- **Given text**
::::::

|Publication number||US5709571 A|
|Application number||US 08/603,394|
|Publication date||Jan 20, 1998|
|Filing date||Feb 20, 1996|
|Priority date||Feb 20, 1996|
|Publication number||08603394, 603394, US 5709571 A, US 5709571A, US-A-5709571, US5709571 A, US5709571A|
|Inventors||Curt M. Briski, Mark S. Grant|
|Original Assignee||Yazaki Corporation|
|Export Citation||BiBTeX, EndNote, RefMan|
|Patent Citations (4), Referenced by (29), Classifications (5), Legal Events (7)|
|External Links: USPTO, USPTO Assignment, Espacenet|
This invention relates to sockets for holding and providing electrical power to wedge-base lamps such as are used in automotive vehicles.
Many automotive vehicle lights, such as courtesy lights, parking lights, etc., employ wedge-base lamps. A wedge-base lamp comprises a bulb portion containing a filament, and a substantially flat base portion from which a pair of lead wires connected with the filament extend. The lamp base is inserted into a receptacle at one end of a lamp socket, and a pair of terminals in the receptacle serve both to make electrical contact with the lead wires and to physically retain the lamp in the receptacle. Each terminal has two prongs and functions in the manner of a spring-clip, the prongs gripping the lamp base when it is wedged therebetween. The lead wires are bent to lay over the surface of the base in positions to make electrical contact with the terminals when the lamp is properly inserted into the receptacle.
If the lamp is not properly aligned with the receptacle as it is inserted therein, it is possible for the base of the lamp to contact the terminals improperly and bend or scratch one or more of the prongs rather than sliding between them as it is urged into the socket. This can result in poor electrical contact between the terminals and lead wires. It is also possible for the lamp to be inserted too deeply into the receptacle, and such over-insertion may result in a poor electrical connection or in damage to the socket, terminals, or the lamp.
It is also possible for the lead wires to become displaced from their proper positions with respect to the base during manufacturing or shipping and handling. If the lead wires are not properly located on the lamp base prior to insertion, the wires may not make good contact with the terminals even if the lamp is properly positioned within the receptacle.

::::::

- **Exercise task 1**
State whether each statement below agrees with the patent text. Answer yes or no for each, and quote the deciding words of the patent text. (a) Each terminal in the lamp socket has two prongs. (b) Inserting the lamp too deeply can damage only the lamp, not the socket. (c) The lead wires can be displaced from their proper positions during manufacturing or shipping and handling.

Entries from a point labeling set
::::::

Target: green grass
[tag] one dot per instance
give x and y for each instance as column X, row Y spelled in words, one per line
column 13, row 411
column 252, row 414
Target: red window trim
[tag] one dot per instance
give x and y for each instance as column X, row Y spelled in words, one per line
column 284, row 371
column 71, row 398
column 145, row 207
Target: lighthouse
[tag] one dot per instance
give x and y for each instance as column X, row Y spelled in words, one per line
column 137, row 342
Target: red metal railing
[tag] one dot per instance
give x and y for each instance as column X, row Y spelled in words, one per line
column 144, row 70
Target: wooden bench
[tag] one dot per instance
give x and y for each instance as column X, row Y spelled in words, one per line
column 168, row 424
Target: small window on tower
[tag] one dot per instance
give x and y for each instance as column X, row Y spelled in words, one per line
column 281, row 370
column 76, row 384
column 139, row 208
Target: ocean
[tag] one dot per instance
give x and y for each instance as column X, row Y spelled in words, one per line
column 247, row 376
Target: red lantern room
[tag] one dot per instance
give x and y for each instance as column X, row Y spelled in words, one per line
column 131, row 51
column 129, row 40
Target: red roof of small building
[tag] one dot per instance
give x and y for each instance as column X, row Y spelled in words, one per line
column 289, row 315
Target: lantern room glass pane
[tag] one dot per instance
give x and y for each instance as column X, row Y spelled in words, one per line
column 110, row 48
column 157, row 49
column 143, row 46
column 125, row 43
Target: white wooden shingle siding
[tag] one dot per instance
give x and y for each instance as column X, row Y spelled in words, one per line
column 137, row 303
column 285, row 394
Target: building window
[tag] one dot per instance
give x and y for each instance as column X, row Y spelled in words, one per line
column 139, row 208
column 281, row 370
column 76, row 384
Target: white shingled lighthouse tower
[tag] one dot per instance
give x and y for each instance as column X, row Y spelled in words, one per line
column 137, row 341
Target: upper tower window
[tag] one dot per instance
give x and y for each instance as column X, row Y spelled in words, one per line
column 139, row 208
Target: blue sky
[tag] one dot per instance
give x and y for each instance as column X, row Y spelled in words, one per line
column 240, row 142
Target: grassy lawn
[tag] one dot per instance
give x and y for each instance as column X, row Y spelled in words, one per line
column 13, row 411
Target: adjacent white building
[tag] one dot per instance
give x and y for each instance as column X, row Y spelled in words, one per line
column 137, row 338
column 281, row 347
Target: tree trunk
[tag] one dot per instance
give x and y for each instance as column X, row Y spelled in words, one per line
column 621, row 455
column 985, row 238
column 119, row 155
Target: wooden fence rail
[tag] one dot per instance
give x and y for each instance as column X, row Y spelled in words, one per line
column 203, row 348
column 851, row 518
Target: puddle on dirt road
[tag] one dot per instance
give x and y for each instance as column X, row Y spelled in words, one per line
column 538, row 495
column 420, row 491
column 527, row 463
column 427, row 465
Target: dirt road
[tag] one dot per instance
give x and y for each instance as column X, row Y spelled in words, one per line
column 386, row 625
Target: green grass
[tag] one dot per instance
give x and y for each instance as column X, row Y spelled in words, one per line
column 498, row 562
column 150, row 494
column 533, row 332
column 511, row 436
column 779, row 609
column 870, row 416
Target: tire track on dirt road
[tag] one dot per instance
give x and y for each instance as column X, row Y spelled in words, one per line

::::::

- **Exercise task 2**
Duplicate the entries exactly, everything from the start of the entries down to the line containing "column 129, row 40", with both ends included.

- **Worked answer 1**
(a) Yes: "Each terminal has two prongs and functions in the manner of a spring-clip"
(b) No: "such over-insertion may result in a poor electrical connection or in damage to the socket, terminals, or the lamp."
(c) Yes: "It is also possible for the lead wires to become displaced from their proper positions with respect to the base during manufacturing or shipping and handling."

- **Worked answer 2**
Target: green grass
[tag] one dot per instance
give x and y for each instance as column X, row Y spelled in words, one per line
column 13, row 411
column 252, row 414
Target: red window trim
[tag] one dot per instance
give x and y for each instance as column X, row Y spelled in words, one per line
column 284, row 371
column 71, row 398
column 145, row 207
Target: lighthouse
[tag] one dot per instance
give x and y for each instance as column X, row Y spelled in words, one per line
column 137, row 342
Target: red metal railing
[tag] one dot per instance
give x and y for each instance as column X, row Y spelled in words, one per line
column 144, row 70
Target: wooden bench
[tag] one dot per instance
give x and y for each instance as column X, row Y spelled in words, one per line
column 168, row 424
Target: small window on tower
[tag] one dot per instance
give x and y for each instance as column X, row Y spelled in words, one per line
column 281, row 370
column 76, row 384
column 139, row 208
Target: ocean
[tag] one dot per instance
give x and y for each instance as column X, row Y spelled in words, one per line
column 247, row 376
Target: red lantern room
[tag] one dot per instance
give x and y for each instance as column X, row Y spelled in words, one per line
column 131, row 51
column 129, row 40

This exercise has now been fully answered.